- _QUOTED PASSAGE_:
Fish species are also numerous, with at least nine occurring in our rivers. These include the macark, mountain mullet, sand fish, crocro, opossum pipe fish, the bimouth sleeper, American eel, suck stone and grouper. Juveniles of some marine fish, for example Crevalle Jack and flounders, can be found at the river mouth.

The macark, Sicydium punctatum, a member of the goby family, is one of the most interesting river fish. It has a powerful sucker on the underside of the head that helps the fish to hold on to rocks in the rapid current as it grazes algae. The larvae of this fish are carried by the current to the ocean. They return to the river in the post larva stage, which we know as the local delicacy, tritri. Tritri are caught in large numbers at the mouths of rivers. The greatest catches of tritri are made between the months of August and December, usually three days after the last quarter of the moon. Bashment, like many others, still holds to the traditional belief that tritri are “born of lightening out at sea”.

Another interesting native fish is the tiny opossum pipe fish, Oosthetus branchyrunus. Its maximum body length is 125 mm long and it weighs only around 1 gram. The opossum pipefish is a relative of the sea horse and like the sea horse, it is the male that incubates the eggs in a brood pouch.

The mountain mullet, Agonostromus monticola, is one of the most common fish in the lower and middle reaches of our rivers. This fish can even be seen in the polluted rivers that run through the heart of Kingstown. Mountain mullet are omnivorous. They are good eating and can reach weights in excess of 41bs. It is the only true fresh water mullet. Bashment says that he has observed them breeding in the river.

Another edible river species is the river whelk, Neritina punctulata. This snail is found in large numbers in some rivers. They graze algae from the rocks and are closely related to similar snails found on rocks by the sea.

Unfortunately this fragile and precious environment is suffering damage. Bashment confirms that the river used to contain more life. Too many times he replied, “we lost that one” when I enquired if the species was found in the Buccament River. Threats to the river come from several sources –

• The use of pesticides to capture crayfish damages all life in the river.

- _EXERCISE REQUIREMENTS_:
[a] In the passage on river fish, when are the greatest catches of tritri made?
[b] Does the passage on river fish support each statement below? Answer yes or no for each, and quote the words of the passage that decide it.
(i) Macark larvae are carried by the current to the ocean.
(ii) In the opossum pipe fish, the female incubates the eggs.
(iii) Mountain mullet are found only in unpolluted rivers.
[c] Quote the stretch of the passage on river fish from "The mountain mullet, Agonostromus" through "breeding in the river.", word for word.

- _STUDY MATERIAL_:
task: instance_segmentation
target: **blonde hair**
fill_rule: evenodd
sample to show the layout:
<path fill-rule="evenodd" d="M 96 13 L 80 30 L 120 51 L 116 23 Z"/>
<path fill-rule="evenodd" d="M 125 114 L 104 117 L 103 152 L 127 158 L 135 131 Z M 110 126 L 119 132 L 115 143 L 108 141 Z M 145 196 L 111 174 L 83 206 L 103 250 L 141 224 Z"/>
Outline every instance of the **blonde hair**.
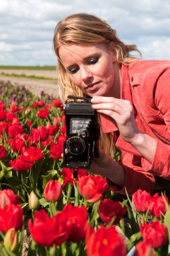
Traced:
<path fill-rule="evenodd" d="M 68 72 L 60 61 L 59 49 L 62 44 L 70 43 L 93 44 L 113 43 L 113 53 L 118 63 L 128 63 L 134 59 L 130 52 L 138 52 L 135 44 L 125 44 L 117 36 L 116 30 L 105 21 L 88 13 L 76 13 L 67 17 L 56 25 L 54 33 L 54 49 L 58 58 L 59 90 L 61 100 L 68 95 L 85 96 L 80 89 L 73 84 Z M 113 155 L 112 139 L 110 134 L 101 133 L 100 146 L 110 155 Z M 106 142 L 108 141 L 108 142 Z M 112 143 L 112 145 L 110 143 Z"/>

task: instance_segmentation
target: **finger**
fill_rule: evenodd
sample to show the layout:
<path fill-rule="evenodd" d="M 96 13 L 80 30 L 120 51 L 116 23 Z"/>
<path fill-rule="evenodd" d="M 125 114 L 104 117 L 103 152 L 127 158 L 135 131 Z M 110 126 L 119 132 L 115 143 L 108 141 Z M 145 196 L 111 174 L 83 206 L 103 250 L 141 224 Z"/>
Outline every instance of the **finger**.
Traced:
<path fill-rule="evenodd" d="M 97 110 L 110 110 L 112 113 L 116 112 L 119 115 L 124 115 L 127 108 L 124 106 L 120 106 L 115 103 L 99 103 L 93 105 L 93 108 Z"/>
<path fill-rule="evenodd" d="M 120 98 L 116 98 L 114 97 L 104 97 L 95 96 L 91 99 L 91 103 L 93 104 L 99 104 L 99 103 L 114 103 L 120 106 L 130 106 L 131 103 L 129 100 L 122 100 Z"/>
<path fill-rule="evenodd" d="M 116 112 L 114 112 L 110 110 L 105 110 L 105 109 L 102 109 L 102 110 L 98 110 L 97 112 L 101 114 L 104 114 L 110 117 L 111 117 L 113 121 L 116 122 L 116 123 L 119 123 L 121 121 L 121 119 L 124 119 L 124 117 L 122 115 L 119 115 L 118 113 L 116 113 Z M 114 122 L 115 123 L 115 122 Z M 121 122 L 122 123 L 122 122 Z"/>

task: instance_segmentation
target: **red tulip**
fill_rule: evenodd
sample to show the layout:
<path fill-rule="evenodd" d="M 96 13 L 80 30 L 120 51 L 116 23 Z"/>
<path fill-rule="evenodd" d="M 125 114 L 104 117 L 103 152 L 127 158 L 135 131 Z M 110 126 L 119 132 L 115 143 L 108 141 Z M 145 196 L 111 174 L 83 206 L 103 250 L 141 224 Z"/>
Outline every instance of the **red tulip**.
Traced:
<path fill-rule="evenodd" d="M 6 120 L 8 121 L 8 122 L 12 122 L 13 121 L 13 119 L 15 117 L 15 115 L 14 113 L 6 113 Z"/>
<path fill-rule="evenodd" d="M 87 212 L 85 205 L 73 206 L 68 203 L 64 208 L 68 212 L 68 220 L 71 223 L 68 240 L 79 243 L 85 238 L 87 224 Z"/>
<path fill-rule="evenodd" d="M 38 108 L 38 106 L 39 106 L 38 102 L 33 102 L 32 106 L 35 108 Z"/>
<path fill-rule="evenodd" d="M 6 111 L 0 110 L 0 121 L 4 121 L 6 119 Z"/>
<path fill-rule="evenodd" d="M 0 134 L 3 134 L 3 131 L 5 131 L 6 133 L 8 133 L 9 125 L 6 122 L 0 123 Z"/>
<path fill-rule="evenodd" d="M 23 210 L 19 204 L 11 204 L 0 208 L 0 231 L 5 233 L 9 228 L 19 230 L 23 224 Z"/>
<path fill-rule="evenodd" d="M 30 129 L 32 127 L 32 121 L 30 120 L 28 120 L 26 123 L 26 126 L 28 129 Z"/>
<path fill-rule="evenodd" d="M 26 141 L 21 138 L 8 139 L 7 142 L 14 152 L 20 152 L 22 148 L 26 146 Z"/>
<path fill-rule="evenodd" d="M 32 237 L 42 246 L 52 247 L 65 242 L 71 230 L 71 224 L 66 211 L 57 212 L 50 218 L 44 210 L 36 212 L 33 220 L 28 221 Z"/>
<path fill-rule="evenodd" d="M 39 148 L 36 148 L 35 147 L 30 146 L 28 148 L 25 148 L 22 150 L 22 160 L 27 162 L 34 162 L 38 161 L 40 159 L 42 158 L 44 154 L 42 152 L 42 150 Z"/>
<path fill-rule="evenodd" d="M 60 108 L 62 105 L 62 103 L 61 103 L 60 100 L 53 100 L 52 101 L 52 103 L 53 106 L 54 106 L 56 107 Z"/>
<path fill-rule="evenodd" d="M 54 135 L 57 132 L 57 127 L 53 125 L 48 125 L 47 129 L 49 131 L 49 135 Z"/>
<path fill-rule="evenodd" d="M 48 108 L 45 107 L 44 109 L 38 109 L 36 115 L 42 119 L 45 119 L 49 116 Z"/>
<path fill-rule="evenodd" d="M 67 136 L 65 134 L 60 134 L 58 136 L 56 142 L 58 144 L 63 144 L 66 141 Z"/>
<path fill-rule="evenodd" d="M 38 106 L 44 106 L 46 104 L 44 100 L 39 100 L 38 102 Z"/>
<path fill-rule="evenodd" d="M 124 239 L 114 226 L 101 226 L 96 231 L 89 226 L 85 236 L 85 251 L 87 256 L 126 255 Z"/>
<path fill-rule="evenodd" d="M 61 159 L 62 153 L 63 152 L 62 144 L 55 144 L 54 142 L 51 142 L 50 148 L 50 156 L 53 159 Z"/>
<path fill-rule="evenodd" d="M 3 208 L 7 205 L 16 205 L 19 202 L 19 197 L 17 195 L 15 195 L 11 189 L 0 190 L 0 208 Z"/>
<path fill-rule="evenodd" d="M 132 195 L 132 201 L 138 212 L 147 212 L 151 204 L 151 195 L 145 190 L 138 189 Z"/>
<path fill-rule="evenodd" d="M 2 110 L 4 110 L 5 109 L 5 104 L 1 101 L 0 102 L 0 110 L 2 111 Z"/>
<path fill-rule="evenodd" d="M 14 138 L 17 134 L 24 133 L 24 129 L 23 127 L 18 124 L 15 123 L 14 125 L 9 125 L 8 128 L 9 136 L 11 138 Z"/>
<path fill-rule="evenodd" d="M 122 207 L 118 201 L 113 201 L 110 199 L 104 199 L 99 206 L 99 214 L 101 220 L 110 223 L 114 218 L 114 224 L 119 222 L 126 212 L 126 207 Z"/>
<path fill-rule="evenodd" d="M 135 252 L 133 256 L 154 256 L 155 253 L 151 245 L 146 243 L 139 242 L 135 247 Z"/>
<path fill-rule="evenodd" d="M 0 160 L 6 158 L 7 154 L 6 148 L 0 145 Z"/>
<path fill-rule="evenodd" d="M 89 203 L 96 202 L 102 198 L 107 187 L 107 181 L 99 175 L 85 176 L 79 182 L 79 193 Z"/>
<path fill-rule="evenodd" d="M 47 140 L 49 133 L 44 126 L 38 126 L 37 129 L 33 128 L 31 131 L 32 139 L 35 141 L 45 141 Z"/>
<path fill-rule="evenodd" d="M 54 118 L 54 120 L 53 120 L 53 123 L 54 125 L 56 126 L 59 126 L 60 125 L 60 120 L 59 120 L 59 117 L 55 117 Z"/>
<path fill-rule="evenodd" d="M 164 198 L 167 201 L 167 204 L 169 204 L 169 200 L 166 195 L 164 195 Z M 156 193 L 152 197 L 149 213 L 157 218 L 161 218 L 161 216 L 165 214 L 166 212 L 167 208 L 163 197 L 159 196 L 158 193 Z"/>
<path fill-rule="evenodd" d="M 70 183 L 71 186 L 73 186 L 73 182 L 75 182 L 75 179 L 73 179 L 73 169 L 69 168 L 63 168 L 61 172 L 61 174 L 64 177 L 64 183 L 62 187 L 65 187 L 67 183 Z M 79 169 L 77 180 L 79 181 L 83 176 L 87 176 L 87 172 L 84 169 Z"/>
<path fill-rule="evenodd" d="M 153 248 L 159 248 L 165 245 L 168 238 L 166 226 L 157 220 L 146 224 L 145 222 L 140 226 L 144 241 Z"/>
<path fill-rule="evenodd" d="M 59 181 L 49 181 L 44 189 L 44 198 L 47 201 L 56 201 L 62 194 L 61 183 Z"/>
<path fill-rule="evenodd" d="M 19 156 L 17 159 L 11 160 L 9 166 L 13 167 L 14 170 L 18 172 L 25 172 L 29 170 L 34 164 L 33 162 L 26 162 L 22 159 L 22 156 Z"/>
<path fill-rule="evenodd" d="M 60 126 L 59 129 L 60 129 L 61 133 L 66 134 L 67 131 L 66 131 L 66 125 L 64 125 L 62 127 Z"/>

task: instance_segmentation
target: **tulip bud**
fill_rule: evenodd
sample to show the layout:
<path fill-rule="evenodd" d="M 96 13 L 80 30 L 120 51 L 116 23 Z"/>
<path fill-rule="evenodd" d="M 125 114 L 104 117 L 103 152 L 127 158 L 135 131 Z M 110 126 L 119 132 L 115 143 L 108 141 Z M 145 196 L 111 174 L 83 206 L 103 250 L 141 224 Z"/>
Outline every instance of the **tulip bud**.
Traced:
<path fill-rule="evenodd" d="M 31 111 L 31 107 L 28 106 L 25 110 L 25 114 L 28 115 L 28 113 L 30 113 L 30 111 Z"/>
<path fill-rule="evenodd" d="M 4 247 L 10 251 L 15 251 L 18 246 L 17 236 L 17 232 L 14 228 L 9 229 L 4 236 Z"/>
<path fill-rule="evenodd" d="M 44 198 L 47 201 L 55 202 L 60 199 L 62 193 L 59 181 L 50 181 L 44 189 Z"/>
<path fill-rule="evenodd" d="M 40 207 L 39 199 L 33 191 L 30 194 L 28 203 L 30 207 L 33 210 L 38 209 Z"/>

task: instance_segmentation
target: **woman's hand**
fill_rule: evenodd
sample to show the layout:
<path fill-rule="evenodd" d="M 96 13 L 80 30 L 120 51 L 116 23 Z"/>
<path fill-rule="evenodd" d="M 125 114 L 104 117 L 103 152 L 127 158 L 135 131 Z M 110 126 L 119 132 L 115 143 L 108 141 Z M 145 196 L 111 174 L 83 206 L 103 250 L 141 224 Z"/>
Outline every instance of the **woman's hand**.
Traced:
<path fill-rule="evenodd" d="M 126 175 L 124 169 L 103 150 L 99 150 L 98 157 L 93 159 L 89 171 L 95 174 L 105 176 L 120 187 L 125 183 Z"/>
<path fill-rule="evenodd" d="M 91 101 L 98 113 L 105 114 L 112 119 L 126 141 L 130 143 L 150 162 L 153 161 L 157 141 L 138 129 L 132 106 L 128 100 L 96 96 Z"/>
<path fill-rule="evenodd" d="M 126 141 L 133 143 L 135 135 L 140 131 L 135 121 L 132 106 L 128 100 L 96 96 L 91 101 L 98 113 L 112 118 Z"/>

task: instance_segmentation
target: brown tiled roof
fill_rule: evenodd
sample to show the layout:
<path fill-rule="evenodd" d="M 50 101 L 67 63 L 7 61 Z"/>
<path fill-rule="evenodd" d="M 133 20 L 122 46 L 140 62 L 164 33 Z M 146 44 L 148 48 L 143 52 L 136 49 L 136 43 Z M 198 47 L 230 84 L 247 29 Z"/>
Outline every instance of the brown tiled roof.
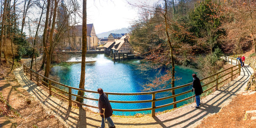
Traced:
<path fill-rule="evenodd" d="M 108 49 L 113 43 L 115 43 L 115 42 L 108 42 L 107 44 L 104 45 L 103 47 Z"/>
<path fill-rule="evenodd" d="M 118 46 L 116 49 L 115 49 L 115 47 L 113 47 L 113 48 L 112 48 L 112 49 L 116 50 L 116 51 L 119 50 L 119 49 L 120 49 L 122 45 L 123 45 L 123 44 L 124 44 L 124 42 L 124 42 L 124 39 L 119 39 L 119 40 L 116 41 L 116 44 L 115 44 L 115 45 L 118 45 Z"/>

- _SOLVED TASKS_:
[a] Between August and December, usually three days after the last quarter of the moon.

[b]
(i) Yes: "The larvae of this fish are carried by the current to the ocean."
(ii) No: "it is the male that incubates the eggs in a brood pouch."
(iii) No: "This fish can even be seen in the polluted rivers that run through the heart of Kingstown."

[c]
The mountain mullet, Agonostromus monticola, is one of the most common fish in the lower and middle reaches of our rivers. This fish can even be seen in the polluted rivers that run through the heart of Kingstown. Mountain mullet are omnivorous. They are good eating and can reach weights in excess of 41bs. It is the only true fresh water mullet. Bashment says that he has observed them breeding in the river.